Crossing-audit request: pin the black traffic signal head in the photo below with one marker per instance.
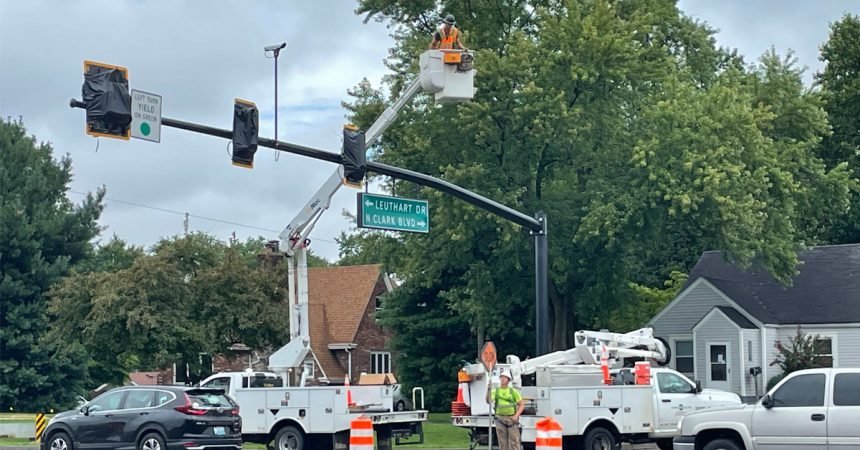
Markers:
(354, 154)
(246, 125)
(107, 100)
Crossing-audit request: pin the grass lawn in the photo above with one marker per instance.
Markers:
(439, 433)
(17, 441)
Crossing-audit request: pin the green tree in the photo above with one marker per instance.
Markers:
(115, 254)
(193, 294)
(799, 353)
(840, 87)
(42, 234)
(643, 142)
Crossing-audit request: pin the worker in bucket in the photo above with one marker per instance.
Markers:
(508, 406)
(447, 37)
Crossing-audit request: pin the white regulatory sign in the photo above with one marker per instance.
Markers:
(145, 116)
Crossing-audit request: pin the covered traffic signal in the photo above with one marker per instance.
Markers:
(246, 125)
(354, 154)
(107, 100)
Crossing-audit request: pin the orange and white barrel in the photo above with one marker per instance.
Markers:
(361, 434)
(548, 434)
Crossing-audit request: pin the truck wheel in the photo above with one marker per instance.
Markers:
(289, 438)
(664, 444)
(722, 444)
(600, 439)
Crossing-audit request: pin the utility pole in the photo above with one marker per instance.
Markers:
(275, 50)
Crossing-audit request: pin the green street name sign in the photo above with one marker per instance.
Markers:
(382, 212)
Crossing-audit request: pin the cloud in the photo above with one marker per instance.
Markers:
(753, 27)
(199, 55)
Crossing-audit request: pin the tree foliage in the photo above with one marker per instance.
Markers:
(840, 87)
(42, 234)
(801, 352)
(644, 143)
(193, 294)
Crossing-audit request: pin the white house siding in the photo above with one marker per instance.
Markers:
(718, 329)
(753, 336)
(678, 319)
(846, 345)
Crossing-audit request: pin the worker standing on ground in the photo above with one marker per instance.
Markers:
(447, 37)
(508, 405)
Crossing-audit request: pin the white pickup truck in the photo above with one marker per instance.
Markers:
(300, 418)
(816, 409)
(601, 417)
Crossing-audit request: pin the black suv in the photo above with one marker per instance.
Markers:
(149, 418)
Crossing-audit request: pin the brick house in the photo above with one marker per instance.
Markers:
(345, 336)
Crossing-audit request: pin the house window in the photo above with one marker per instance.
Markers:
(309, 368)
(823, 352)
(684, 357)
(189, 372)
(380, 362)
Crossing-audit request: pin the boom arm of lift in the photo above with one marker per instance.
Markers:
(587, 347)
(295, 237)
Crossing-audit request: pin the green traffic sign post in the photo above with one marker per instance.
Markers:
(382, 212)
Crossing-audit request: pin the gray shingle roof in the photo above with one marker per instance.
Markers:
(736, 317)
(827, 289)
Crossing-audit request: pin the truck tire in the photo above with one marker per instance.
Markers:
(289, 438)
(722, 444)
(599, 438)
(664, 444)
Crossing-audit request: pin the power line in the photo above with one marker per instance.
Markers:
(196, 216)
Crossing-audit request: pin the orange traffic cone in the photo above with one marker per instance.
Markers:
(349, 401)
(361, 434)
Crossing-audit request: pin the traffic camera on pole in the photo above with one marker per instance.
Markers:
(107, 100)
(246, 126)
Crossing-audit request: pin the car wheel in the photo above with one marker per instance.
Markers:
(289, 438)
(722, 444)
(600, 439)
(664, 444)
(61, 441)
(151, 441)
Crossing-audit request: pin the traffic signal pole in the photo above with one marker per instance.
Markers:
(537, 225)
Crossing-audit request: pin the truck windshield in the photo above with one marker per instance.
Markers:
(262, 381)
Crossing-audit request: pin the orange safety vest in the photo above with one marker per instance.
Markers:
(448, 41)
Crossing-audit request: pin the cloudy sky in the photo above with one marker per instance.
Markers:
(200, 55)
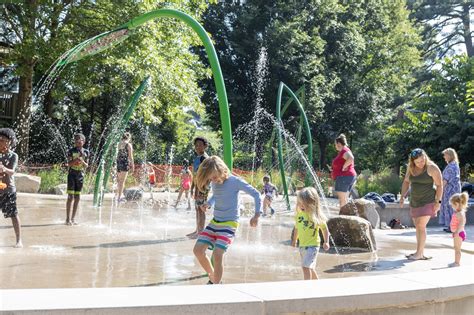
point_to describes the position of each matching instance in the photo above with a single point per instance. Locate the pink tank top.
(338, 163)
(454, 223)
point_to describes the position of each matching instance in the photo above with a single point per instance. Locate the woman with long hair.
(426, 183)
(342, 170)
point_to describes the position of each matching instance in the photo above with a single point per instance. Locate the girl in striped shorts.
(220, 232)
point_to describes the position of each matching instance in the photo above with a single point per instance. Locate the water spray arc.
(106, 40)
(282, 87)
(109, 151)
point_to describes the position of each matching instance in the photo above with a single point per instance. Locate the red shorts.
(426, 210)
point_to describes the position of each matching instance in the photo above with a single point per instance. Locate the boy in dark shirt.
(77, 162)
(8, 163)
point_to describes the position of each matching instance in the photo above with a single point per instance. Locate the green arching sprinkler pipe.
(280, 150)
(108, 39)
(109, 150)
(215, 67)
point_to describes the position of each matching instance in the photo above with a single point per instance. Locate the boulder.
(60, 189)
(27, 183)
(349, 209)
(367, 209)
(133, 194)
(352, 232)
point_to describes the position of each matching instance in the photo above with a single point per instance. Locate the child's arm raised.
(326, 237)
(9, 171)
(462, 221)
(294, 237)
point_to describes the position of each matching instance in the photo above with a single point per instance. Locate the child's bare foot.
(193, 235)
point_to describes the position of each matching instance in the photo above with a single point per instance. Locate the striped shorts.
(218, 234)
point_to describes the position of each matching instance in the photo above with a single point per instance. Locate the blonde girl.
(308, 220)
(220, 232)
(458, 220)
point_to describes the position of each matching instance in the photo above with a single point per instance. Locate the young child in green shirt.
(308, 220)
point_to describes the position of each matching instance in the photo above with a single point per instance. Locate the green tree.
(439, 118)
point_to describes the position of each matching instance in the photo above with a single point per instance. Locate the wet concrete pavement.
(146, 246)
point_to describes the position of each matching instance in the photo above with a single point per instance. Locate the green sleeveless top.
(422, 190)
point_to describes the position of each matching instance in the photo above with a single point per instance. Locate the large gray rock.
(27, 183)
(352, 232)
(60, 189)
(349, 209)
(366, 209)
(133, 194)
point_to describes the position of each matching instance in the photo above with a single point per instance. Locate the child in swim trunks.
(458, 220)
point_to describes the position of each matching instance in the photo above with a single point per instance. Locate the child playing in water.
(268, 191)
(220, 232)
(8, 163)
(458, 220)
(186, 179)
(77, 162)
(309, 219)
(200, 197)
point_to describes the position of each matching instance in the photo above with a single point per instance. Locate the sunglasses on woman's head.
(416, 153)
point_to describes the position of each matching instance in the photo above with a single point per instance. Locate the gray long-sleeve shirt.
(225, 198)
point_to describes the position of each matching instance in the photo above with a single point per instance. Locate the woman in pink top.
(342, 170)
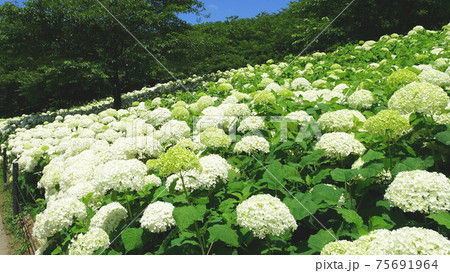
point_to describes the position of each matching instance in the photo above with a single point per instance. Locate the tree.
(66, 43)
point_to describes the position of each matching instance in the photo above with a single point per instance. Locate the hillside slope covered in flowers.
(259, 162)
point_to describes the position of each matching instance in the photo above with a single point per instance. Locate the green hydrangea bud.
(177, 159)
(388, 123)
(403, 76)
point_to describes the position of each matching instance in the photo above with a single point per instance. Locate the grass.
(18, 243)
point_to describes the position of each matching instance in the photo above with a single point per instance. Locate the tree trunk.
(117, 92)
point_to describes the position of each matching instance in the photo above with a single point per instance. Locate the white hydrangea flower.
(159, 116)
(252, 144)
(340, 120)
(236, 109)
(340, 145)
(420, 97)
(435, 77)
(109, 135)
(59, 215)
(212, 117)
(173, 131)
(300, 84)
(265, 215)
(251, 124)
(403, 241)
(361, 99)
(138, 127)
(109, 217)
(158, 217)
(341, 88)
(274, 87)
(300, 116)
(88, 243)
(423, 191)
(136, 147)
(214, 169)
(121, 175)
(78, 169)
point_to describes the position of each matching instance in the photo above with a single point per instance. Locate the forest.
(58, 54)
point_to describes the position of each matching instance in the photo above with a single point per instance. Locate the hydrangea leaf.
(442, 218)
(378, 222)
(343, 175)
(302, 206)
(186, 216)
(132, 238)
(326, 193)
(351, 216)
(444, 137)
(223, 233)
(372, 155)
(320, 239)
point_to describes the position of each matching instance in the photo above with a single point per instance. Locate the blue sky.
(221, 9)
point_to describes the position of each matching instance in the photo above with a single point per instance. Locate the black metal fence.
(21, 208)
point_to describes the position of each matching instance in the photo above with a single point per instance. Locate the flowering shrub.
(265, 215)
(247, 162)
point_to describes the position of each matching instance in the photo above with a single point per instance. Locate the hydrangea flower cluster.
(402, 76)
(435, 77)
(158, 217)
(388, 123)
(361, 99)
(403, 241)
(252, 144)
(88, 243)
(214, 169)
(252, 124)
(109, 217)
(340, 145)
(172, 131)
(177, 159)
(264, 97)
(265, 215)
(215, 138)
(123, 175)
(340, 120)
(419, 97)
(427, 192)
(59, 214)
(300, 116)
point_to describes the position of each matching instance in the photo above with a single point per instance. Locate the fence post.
(5, 168)
(15, 191)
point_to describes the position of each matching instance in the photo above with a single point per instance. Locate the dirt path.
(4, 247)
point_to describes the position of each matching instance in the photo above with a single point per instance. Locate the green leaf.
(372, 170)
(326, 193)
(343, 175)
(312, 159)
(351, 216)
(384, 203)
(320, 176)
(320, 239)
(371, 155)
(132, 238)
(276, 173)
(223, 233)
(377, 222)
(227, 205)
(444, 137)
(442, 218)
(302, 206)
(186, 216)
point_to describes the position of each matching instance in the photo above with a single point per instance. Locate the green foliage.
(132, 238)
(223, 233)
········
• **WHAT IS BEING ASKED**
Of the entries listed above, reproduce only the lines starting at the line containing "Crossing-audit request: pin the boom" and ending at the line containing "Crossing-audit request: pin the cloudy". Include both, exactly as they stand.

• **RESULT FOR THIS EXERCISE**
Crossing-audit request: pin the boom arm of lift in the photo above with one marker per instance.
Markers:
(587, 347)
(295, 237)
Crossing-audit request: pin the green traffic sign post in the photo above with one marker per instance.
Markers:
(382, 212)
Crossing-audit request: pin the gray shingle roof in the photo above with one marker per instance.
Markers:
(736, 317)
(827, 289)
Crossing-audit request: pin the truck tire in the photo above with one marker per instance.
Markers:
(289, 438)
(722, 444)
(599, 438)
(664, 444)
Crossing-audit request: pin the power line in the photo above with one marker per instance.
Markers:
(196, 216)
Crossing-audit request: pin the orange traffic cone in the photo above with one marker per instance.
Markers:
(349, 401)
(361, 434)
Crossing-audit request: pin the traffic camera on pole in the photo above with one marker per instance.
Markers:
(107, 100)
(246, 126)
Crossing-audit request: pin the car wheel in the photo above with one marker per instance.
Markers:
(289, 438)
(722, 444)
(600, 439)
(664, 444)
(61, 441)
(151, 441)
Crossing-audit request: pin the traffic signal pole in the photo above with one marker per instance.
Markers:
(537, 225)
Crossing-audit request: pin the truck windshield in the photo above with one marker per instance.
Markers:
(262, 381)
Crossing-audit request: pin the orange safety vest in the photo above with one marker per instance.
Markers:
(448, 41)
Crossing-audit request: pin the cloudy sky in the photo above with one marker per instance.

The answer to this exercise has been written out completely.